▶ **Set of tasks**
A. From the passage on the FTC scam warning, list the tactics that the FTC quotation beginning "It's surprisingly easy" says scammers use to make an impersonation easier or more convincing.
B. Answer these questions from the passage on the FTC scam warning, one answer per line:
(i) Who shared the FTC report?
(ii) According to the FTC, what are scammers banking on to outweigh their targets' skepticism?
(iii) In the version of the scam sometimes called a "Grandparent Scam," whom do the con artists impersonate?
C. Extend the passage on the FTC scam warning, picking up after its final sentence.

▶ **Text block**
According to a report by the Federal Trade Commission (FTC), shared by Roxbury police, the criminals are good at faking it. “They impersonate your loved one convincingly,” said the FTC. “It’s surprisingly easy for a scam artist to impersonate someone. Social networking sites make it easier than ever to sleuth out personal and family information. Scammers also could hack into the e-mail account of someone you know. To make their story seem legitimate, they may involve another crook who claims to be an authority figure, like a lawyer or police officer.”
The FTC said the purveyors of the scam play on their targets’ emotions. “Scammers are banking on your love and concern to outweigh your skepticism,” said the FTC.
It pointed to one version of the scam in which, con artists “impersonate grandchildren in distress to trick concerned grandparents into sending money. Sometimes, this is called a ‘Grandparent Scam.’”

▶ **Extracted material**

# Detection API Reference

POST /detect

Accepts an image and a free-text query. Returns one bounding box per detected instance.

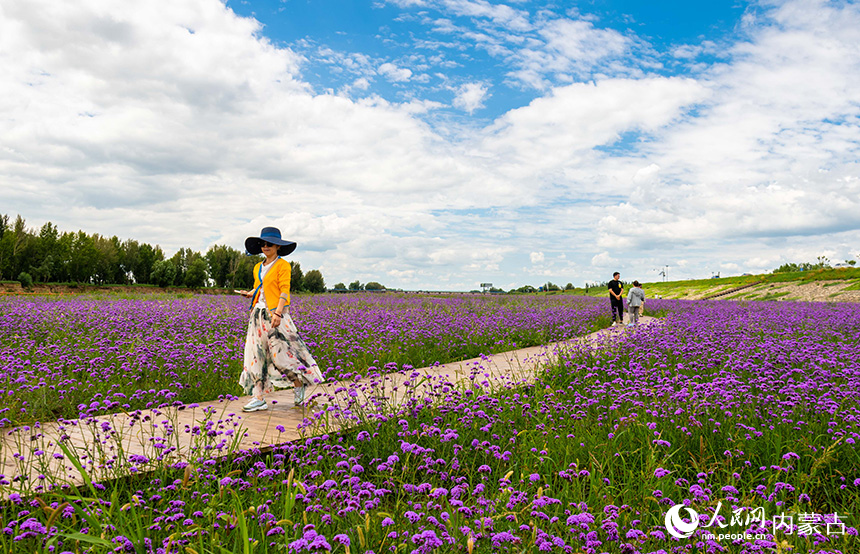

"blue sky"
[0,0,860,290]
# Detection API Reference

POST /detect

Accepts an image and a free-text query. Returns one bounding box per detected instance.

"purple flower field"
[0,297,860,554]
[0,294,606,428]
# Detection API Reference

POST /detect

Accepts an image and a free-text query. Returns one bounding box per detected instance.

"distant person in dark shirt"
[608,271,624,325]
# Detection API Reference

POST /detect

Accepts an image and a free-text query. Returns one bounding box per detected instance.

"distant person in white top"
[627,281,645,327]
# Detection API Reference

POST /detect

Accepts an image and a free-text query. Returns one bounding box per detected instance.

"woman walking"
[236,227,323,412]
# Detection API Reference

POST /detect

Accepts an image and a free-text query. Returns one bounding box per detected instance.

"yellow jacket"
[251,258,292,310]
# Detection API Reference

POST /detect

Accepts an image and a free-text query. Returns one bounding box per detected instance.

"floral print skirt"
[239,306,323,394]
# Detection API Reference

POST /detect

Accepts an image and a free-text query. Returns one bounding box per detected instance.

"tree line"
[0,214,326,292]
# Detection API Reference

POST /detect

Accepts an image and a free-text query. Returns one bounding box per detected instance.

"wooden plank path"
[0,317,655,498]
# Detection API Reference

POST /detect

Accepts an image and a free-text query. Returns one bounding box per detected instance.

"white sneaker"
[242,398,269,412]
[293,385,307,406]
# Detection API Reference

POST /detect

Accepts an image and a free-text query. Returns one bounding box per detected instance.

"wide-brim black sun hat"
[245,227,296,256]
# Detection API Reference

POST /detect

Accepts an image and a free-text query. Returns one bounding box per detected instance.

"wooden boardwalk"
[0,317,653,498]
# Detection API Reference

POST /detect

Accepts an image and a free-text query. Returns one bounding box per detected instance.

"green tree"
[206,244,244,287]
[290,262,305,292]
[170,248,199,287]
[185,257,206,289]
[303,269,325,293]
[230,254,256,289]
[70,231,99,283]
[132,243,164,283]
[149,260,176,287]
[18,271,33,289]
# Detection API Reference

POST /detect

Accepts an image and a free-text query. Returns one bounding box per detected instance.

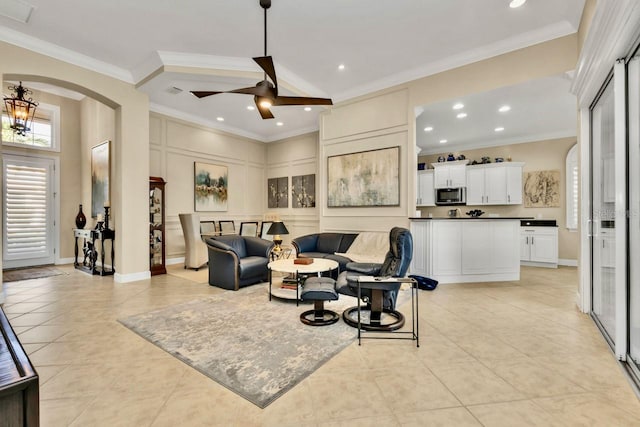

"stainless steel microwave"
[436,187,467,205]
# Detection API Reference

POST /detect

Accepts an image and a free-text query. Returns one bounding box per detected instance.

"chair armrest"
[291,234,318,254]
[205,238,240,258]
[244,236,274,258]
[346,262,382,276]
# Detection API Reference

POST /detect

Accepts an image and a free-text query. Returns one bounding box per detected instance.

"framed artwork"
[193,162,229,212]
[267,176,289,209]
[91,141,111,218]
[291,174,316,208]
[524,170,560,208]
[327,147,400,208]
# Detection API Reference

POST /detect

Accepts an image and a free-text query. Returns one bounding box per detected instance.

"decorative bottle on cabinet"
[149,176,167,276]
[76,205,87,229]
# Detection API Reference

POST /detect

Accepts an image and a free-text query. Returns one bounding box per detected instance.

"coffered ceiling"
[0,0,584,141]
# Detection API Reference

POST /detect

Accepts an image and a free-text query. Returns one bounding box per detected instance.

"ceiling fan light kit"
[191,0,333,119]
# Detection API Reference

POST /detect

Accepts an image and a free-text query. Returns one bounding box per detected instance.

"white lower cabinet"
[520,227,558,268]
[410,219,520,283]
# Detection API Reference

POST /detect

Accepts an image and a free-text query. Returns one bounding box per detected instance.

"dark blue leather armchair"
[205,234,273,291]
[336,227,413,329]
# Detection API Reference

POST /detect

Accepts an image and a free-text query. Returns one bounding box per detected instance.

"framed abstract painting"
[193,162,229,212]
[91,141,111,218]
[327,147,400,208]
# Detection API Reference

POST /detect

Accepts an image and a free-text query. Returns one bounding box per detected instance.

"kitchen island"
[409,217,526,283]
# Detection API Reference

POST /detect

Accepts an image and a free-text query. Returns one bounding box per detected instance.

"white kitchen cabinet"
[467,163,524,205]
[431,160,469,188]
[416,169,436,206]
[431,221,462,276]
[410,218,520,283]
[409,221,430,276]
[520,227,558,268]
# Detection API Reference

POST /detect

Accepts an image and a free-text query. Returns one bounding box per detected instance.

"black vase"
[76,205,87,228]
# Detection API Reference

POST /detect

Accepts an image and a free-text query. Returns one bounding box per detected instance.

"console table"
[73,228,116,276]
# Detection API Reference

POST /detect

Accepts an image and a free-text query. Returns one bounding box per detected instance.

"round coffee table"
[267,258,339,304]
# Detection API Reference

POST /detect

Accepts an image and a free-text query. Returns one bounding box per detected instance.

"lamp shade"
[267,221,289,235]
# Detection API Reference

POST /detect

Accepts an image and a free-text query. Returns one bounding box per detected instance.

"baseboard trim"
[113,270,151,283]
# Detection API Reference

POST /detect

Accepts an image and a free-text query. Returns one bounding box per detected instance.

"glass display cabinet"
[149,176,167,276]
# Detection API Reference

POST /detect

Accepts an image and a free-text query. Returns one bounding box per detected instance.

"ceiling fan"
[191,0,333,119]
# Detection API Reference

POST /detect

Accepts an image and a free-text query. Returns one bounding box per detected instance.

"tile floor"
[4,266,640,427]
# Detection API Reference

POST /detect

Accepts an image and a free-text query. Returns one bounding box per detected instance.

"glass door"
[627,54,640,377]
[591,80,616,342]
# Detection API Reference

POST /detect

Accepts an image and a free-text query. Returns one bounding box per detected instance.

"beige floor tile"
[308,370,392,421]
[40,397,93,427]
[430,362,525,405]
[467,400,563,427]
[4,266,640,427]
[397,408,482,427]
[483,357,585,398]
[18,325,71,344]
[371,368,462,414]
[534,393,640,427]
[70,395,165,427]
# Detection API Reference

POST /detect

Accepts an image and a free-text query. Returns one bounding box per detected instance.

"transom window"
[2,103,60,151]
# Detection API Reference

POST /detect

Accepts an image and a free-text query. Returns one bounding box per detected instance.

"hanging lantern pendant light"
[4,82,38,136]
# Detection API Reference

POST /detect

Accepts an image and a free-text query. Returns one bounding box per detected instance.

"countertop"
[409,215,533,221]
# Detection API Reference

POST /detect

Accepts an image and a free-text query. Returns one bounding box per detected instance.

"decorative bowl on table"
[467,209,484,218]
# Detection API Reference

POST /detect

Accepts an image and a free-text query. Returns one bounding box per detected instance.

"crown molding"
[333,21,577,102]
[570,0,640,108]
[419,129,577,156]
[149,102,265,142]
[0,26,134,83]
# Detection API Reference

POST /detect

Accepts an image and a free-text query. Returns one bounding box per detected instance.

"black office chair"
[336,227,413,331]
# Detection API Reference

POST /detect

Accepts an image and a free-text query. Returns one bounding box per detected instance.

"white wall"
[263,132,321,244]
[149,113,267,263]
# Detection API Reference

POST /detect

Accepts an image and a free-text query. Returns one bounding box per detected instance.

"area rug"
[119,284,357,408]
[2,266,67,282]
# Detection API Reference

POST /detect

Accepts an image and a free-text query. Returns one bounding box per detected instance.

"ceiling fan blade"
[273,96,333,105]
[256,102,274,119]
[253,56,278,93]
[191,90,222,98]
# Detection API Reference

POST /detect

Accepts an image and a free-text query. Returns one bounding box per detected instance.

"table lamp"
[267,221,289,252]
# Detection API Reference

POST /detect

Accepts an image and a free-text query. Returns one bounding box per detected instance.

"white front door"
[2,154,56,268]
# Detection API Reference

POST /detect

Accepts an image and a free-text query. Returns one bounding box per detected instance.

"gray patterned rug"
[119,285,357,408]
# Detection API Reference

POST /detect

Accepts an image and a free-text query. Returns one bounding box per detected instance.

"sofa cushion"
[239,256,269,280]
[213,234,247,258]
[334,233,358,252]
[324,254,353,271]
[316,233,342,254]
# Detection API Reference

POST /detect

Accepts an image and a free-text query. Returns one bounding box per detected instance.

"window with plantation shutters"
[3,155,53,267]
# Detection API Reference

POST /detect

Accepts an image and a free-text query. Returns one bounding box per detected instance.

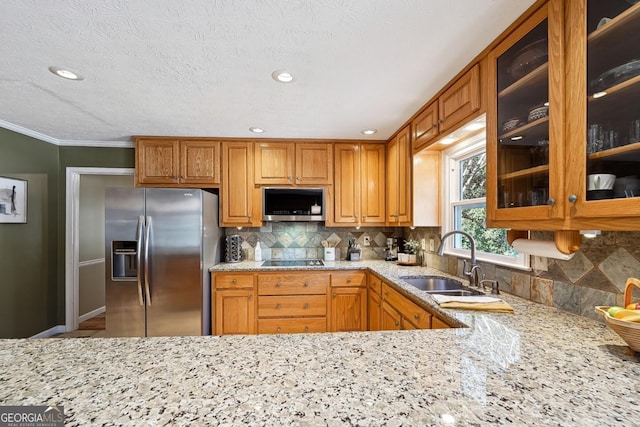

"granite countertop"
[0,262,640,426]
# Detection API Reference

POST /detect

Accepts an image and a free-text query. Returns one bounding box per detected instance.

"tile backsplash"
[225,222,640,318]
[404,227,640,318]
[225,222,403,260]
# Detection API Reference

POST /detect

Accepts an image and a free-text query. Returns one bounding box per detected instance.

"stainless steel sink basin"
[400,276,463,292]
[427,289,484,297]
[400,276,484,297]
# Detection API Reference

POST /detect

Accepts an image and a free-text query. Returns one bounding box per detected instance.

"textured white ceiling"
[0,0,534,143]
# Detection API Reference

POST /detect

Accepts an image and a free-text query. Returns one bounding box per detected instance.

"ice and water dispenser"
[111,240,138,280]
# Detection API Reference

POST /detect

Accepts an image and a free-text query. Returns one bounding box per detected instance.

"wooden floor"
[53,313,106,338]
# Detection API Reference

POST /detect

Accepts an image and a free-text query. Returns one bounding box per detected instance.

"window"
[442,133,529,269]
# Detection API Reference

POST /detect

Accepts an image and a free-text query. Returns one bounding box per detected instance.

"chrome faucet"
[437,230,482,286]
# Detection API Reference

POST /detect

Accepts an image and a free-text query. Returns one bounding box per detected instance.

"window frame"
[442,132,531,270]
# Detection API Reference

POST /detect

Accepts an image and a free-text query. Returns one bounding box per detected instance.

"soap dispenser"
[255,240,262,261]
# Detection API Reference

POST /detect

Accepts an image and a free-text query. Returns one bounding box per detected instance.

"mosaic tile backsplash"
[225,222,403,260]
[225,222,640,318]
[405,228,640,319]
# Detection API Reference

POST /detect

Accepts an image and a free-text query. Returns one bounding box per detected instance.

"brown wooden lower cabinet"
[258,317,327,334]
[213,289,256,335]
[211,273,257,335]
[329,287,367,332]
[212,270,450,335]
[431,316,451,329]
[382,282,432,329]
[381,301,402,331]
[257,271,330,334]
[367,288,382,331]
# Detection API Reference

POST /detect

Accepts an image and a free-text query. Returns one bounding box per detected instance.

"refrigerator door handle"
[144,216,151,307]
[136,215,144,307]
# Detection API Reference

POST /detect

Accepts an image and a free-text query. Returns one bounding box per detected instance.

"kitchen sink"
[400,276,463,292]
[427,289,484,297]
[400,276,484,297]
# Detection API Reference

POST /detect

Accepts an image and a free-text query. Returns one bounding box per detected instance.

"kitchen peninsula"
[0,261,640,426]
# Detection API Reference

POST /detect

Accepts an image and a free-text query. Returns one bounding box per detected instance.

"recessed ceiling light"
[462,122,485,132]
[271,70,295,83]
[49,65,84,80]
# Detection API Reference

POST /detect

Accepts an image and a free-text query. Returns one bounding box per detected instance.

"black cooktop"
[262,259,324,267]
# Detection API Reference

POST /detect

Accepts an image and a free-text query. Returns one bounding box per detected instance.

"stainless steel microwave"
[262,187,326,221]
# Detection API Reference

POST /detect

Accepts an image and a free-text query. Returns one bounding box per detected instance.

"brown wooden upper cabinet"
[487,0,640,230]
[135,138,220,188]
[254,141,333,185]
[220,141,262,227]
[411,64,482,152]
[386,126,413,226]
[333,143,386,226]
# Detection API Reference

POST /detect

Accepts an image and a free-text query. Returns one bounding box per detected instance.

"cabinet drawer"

▶ **The replies**
A.
- Using social networking sites to sleuth out personal and family information
- Hacking into the e-mail account of someone the target knows
- Involving another crook who claims to be an authority figure, such as a lawyer or police officer

B.
(i) Roxbury police
(ii) The targets' love and concern
(iii) Grandchildren in distress

C.
The FTC said the tricksters sometimes also use fear tactics, insisting that people keep their request for money confidential, a move designed to prevent their targets from investigating their story and finding out they are phonies. “Victims of this scam often don’t realize they’ve been tricked until days later, when they speak to their actual family member or friend who knows nothing about the “emergency.” By then, the money they sent can't be recovered,” said the FTC.
Additionally, the bad guys instill a sense of urgency. The FTC said they often insist that money be wired immediately. They “pressure people into wiring money because it’s like sending cash – once it’s gone, you can’t trace it or get it back. Imposters encourage using money transfer services so they can get your money before you realize you’ve been scammed.”